╭─ RECORDS FOR THE EXERCISE

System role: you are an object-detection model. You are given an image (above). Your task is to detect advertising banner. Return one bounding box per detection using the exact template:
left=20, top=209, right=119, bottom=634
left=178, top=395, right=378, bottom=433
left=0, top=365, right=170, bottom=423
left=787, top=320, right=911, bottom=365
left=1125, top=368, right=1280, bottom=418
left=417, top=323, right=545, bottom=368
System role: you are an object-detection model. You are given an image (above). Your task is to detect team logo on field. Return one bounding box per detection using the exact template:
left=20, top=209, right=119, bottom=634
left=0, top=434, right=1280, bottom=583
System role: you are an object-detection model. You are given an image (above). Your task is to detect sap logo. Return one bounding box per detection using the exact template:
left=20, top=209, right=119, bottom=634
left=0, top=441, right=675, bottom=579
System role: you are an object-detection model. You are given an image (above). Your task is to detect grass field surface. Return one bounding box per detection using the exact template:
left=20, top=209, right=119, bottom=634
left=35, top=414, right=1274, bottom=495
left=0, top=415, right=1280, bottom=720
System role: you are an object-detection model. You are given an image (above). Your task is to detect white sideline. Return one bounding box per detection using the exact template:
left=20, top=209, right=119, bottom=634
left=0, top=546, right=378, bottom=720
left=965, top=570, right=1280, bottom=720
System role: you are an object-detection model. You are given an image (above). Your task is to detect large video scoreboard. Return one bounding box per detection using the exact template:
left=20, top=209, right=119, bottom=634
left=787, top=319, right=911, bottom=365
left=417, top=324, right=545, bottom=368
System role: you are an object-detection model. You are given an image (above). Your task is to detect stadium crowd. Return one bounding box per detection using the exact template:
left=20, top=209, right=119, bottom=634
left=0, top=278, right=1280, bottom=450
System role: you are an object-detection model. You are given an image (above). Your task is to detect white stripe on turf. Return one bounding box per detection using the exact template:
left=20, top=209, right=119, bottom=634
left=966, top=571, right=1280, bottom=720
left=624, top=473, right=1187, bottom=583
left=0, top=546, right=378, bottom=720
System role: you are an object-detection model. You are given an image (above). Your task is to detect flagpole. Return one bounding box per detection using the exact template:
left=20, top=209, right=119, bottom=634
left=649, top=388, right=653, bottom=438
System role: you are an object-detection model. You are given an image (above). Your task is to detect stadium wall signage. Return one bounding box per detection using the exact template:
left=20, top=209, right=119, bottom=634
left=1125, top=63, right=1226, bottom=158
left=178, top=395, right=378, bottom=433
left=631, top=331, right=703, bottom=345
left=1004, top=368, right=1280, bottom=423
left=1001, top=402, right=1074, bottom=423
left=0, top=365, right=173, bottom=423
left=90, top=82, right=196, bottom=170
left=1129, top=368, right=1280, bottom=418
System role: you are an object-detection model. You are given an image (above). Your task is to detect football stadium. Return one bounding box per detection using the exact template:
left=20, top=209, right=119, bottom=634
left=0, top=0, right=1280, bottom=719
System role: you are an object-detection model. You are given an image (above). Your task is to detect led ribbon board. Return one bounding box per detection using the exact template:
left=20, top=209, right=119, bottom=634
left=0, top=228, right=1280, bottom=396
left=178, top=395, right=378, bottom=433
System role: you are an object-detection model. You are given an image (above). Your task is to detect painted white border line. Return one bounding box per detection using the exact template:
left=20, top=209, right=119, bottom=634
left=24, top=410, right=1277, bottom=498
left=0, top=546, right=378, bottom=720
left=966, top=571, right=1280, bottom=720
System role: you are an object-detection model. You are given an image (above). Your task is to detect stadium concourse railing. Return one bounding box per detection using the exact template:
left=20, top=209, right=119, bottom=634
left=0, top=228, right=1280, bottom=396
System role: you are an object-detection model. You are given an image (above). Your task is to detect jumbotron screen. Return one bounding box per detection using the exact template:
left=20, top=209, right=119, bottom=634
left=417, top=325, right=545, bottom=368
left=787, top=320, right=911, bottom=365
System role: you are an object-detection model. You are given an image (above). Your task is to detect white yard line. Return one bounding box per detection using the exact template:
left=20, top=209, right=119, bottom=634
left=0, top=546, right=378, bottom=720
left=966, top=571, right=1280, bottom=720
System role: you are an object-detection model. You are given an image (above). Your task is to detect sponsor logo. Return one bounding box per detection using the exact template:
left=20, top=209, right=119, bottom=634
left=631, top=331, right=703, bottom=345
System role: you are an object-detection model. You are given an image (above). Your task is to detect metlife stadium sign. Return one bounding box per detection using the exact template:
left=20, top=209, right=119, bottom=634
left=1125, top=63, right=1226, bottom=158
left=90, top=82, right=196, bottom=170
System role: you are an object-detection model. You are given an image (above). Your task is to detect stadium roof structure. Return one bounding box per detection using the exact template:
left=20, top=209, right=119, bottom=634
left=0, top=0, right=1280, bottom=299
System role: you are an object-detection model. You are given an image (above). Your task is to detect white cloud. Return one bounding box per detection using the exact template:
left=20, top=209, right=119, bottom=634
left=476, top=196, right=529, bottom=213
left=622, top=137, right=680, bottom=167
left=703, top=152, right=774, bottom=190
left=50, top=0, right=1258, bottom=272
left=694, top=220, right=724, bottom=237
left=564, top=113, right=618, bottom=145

╰─

Retype all of the records above word for word, keeping every line the same.

SOLUTION TO THE EXERCISE:
System role: you are an object-detection model. You are given an image (above). Your task is to detect advertising banner. Return one bounding box per detection using the exact template:
left=20, top=209, right=119, bottom=634
left=178, top=395, right=378, bottom=433
left=0, top=365, right=170, bottom=423
left=787, top=320, right=911, bottom=365
left=1125, top=368, right=1280, bottom=418
left=417, top=323, right=545, bottom=368
System role: you are an object-detection model. You are given an image (above). Your task is to detect team logo on field. Return one bounding box per detection using the exact template:
left=20, top=209, right=119, bottom=634
left=0, top=434, right=1280, bottom=583
System role: you are an object-detection model. You are given an image (above). Your task is to detect sap logo. Return one bounding box per detection using the exact template:
left=20, top=209, right=119, bottom=634
left=0, top=441, right=675, bottom=579
System role: you are an object-detection model. You are given an image (above). Your task is to detect grass field surface. Return one bounding box per detection using the exact template:
left=20, top=209, right=119, bottom=634
left=35, top=414, right=1274, bottom=495
left=0, top=415, right=1280, bottom=720
System role: you are an object-detection model. You are given an image (above). Your task is to detect white sideline. Return one bounding box per detection using the exact template:
left=20, top=209, right=119, bottom=634
left=0, top=546, right=378, bottom=720
left=965, top=570, right=1280, bottom=720
System role: you are an object-detection model. You are given an image (above). Your task is to detect large video scoreboard. Return one bounding box per detection using the exact template:
left=20, top=209, right=119, bottom=634
left=787, top=319, right=911, bottom=365
left=417, top=324, right=545, bottom=368
System role: you are an object-detection model. You are given an image (above). Your task is to detect stadium crowd. Return one bounding box per detection using the exact template:
left=20, top=209, right=119, bottom=634
left=0, top=278, right=1280, bottom=450
System role: you are an object-detection model. You are given an image (above). Your task is to detect white stripe on turf. Return one bounding box per detection using the exact template:
left=20, top=209, right=119, bottom=634
left=966, top=571, right=1280, bottom=720
left=624, top=473, right=1187, bottom=583
left=0, top=546, right=378, bottom=720
System role: you are an object-detection model. You are given an image (above). Your task is to detect flagpole. Return one bounding box per detection using the exact template:
left=20, top=209, right=119, bottom=634
left=649, top=388, right=653, bottom=438
System role: you are an object-detection model. You are given an image (above). Your task is to detect stadium wall signage. Return one bounding box per detection using the exact template:
left=20, top=209, right=119, bottom=634
left=1125, top=63, right=1226, bottom=158
left=178, top=395, right=378, bottom=433
left=631, top=331, right=703, bottom=345
left=1004, top=368, right=1280, bottom=423
left=1001, top=402, right=1074, bottom=423
left=0, top=365, right=173, bottom=423
left=90, top=82, right=196, bottom=170
left=1129, top=368, right=1280, bottom=418
System role: you are an object-detection model. You are given an image (above). Your task is to detect football stadium. Return one bounding box per detection using the exact template:
left=20, top=209, right=119, bottom=634
left=0, top=0, right=1280, bottom=719
System role: you are an object-detection model. You are given an image (above). Your task is to detect led ribbon board. Return one bounding box per detection using the exact template:
left=20, top=209, right=119, bottom=634
left=0, top=228, right=1280, bottom=396
left=178, top=395, right=378, bottom=433
System role: you are an object-detection model. You are given an image (above). Your task is to detect painted white border line. Return one bounding box per detection using the exact template:
left=20, top=209, right=119, bottom=634
left=24, top=410, right=1277, bottom=498
left=0, top=546, right=378, bottom=720
left=966, top=571, right=1280, bottom=720
System role: you are an object-detection model. You are given an image (above). Your task is to detect stadium concourse railing. Return one bounding box per detection using the exact template:
left=20, top=209, right=119, bottom=634
left=0, top=228, right=1280, bottom=396
System role: you are an object-detection model. You are given an image (above). Your task is to detect jumbotron screen. Return one bounding box per detection using the exact template:
left=20, top=209, right=119, bottom=634
left=417, top=325, right=545, bottom=368
left=787, top=320, right=911, bottom=365
System role: you are an object-detection model. You are given an image (above). Your task is to detect white yard line. Return one bounding box per detection using the exact template:
left=20, top=209, right=119, bottom=634
left=0, top=546, right=378, bottom=720
left=966, top=571, right=1280, bottom=720
System role: you are an object-detection model. You are given an image (above). Your task is to detect sponsor logo. Return one bounding box per detection using the exact template:
left=20, top=209, right=119, bottom=634
left=631, top=331, right=703, bottom=345
System role: you are an object-detection model. You are given an image (above). Your task is to detect metlife stadium sign. Return one bounding box per detection using the exact template:
left=20, top=209, right=119, bottom=634
left=1125, top=63, right=1226, bottom=158
left=90, top=82, right=196, bottom=170
System role: you are an object-detection model. You are given an image (above). Your task is to detect stadium roof structure. Return one bounding box per detection using the exact template:
left=20, top=209, right=119, bottom=634
left=0, top=0, right=1280, bottom=299
System role: you are an object-detection model. You are given an image (above). Your task is to detect white cloud. Return one bounding box per detection using the exact template:
left=20, top=209, right=119, bottom=634
left=476, top=196, right=529, bottom=213
left=622, top=137, right=680, bottom=167
left=703, top=152, right=774, bottom=190
left=50, top=0, right=1258, bottom=272
left=694, top=220, right=724, bottom=237
left=564, top=113, right=618, bottom=145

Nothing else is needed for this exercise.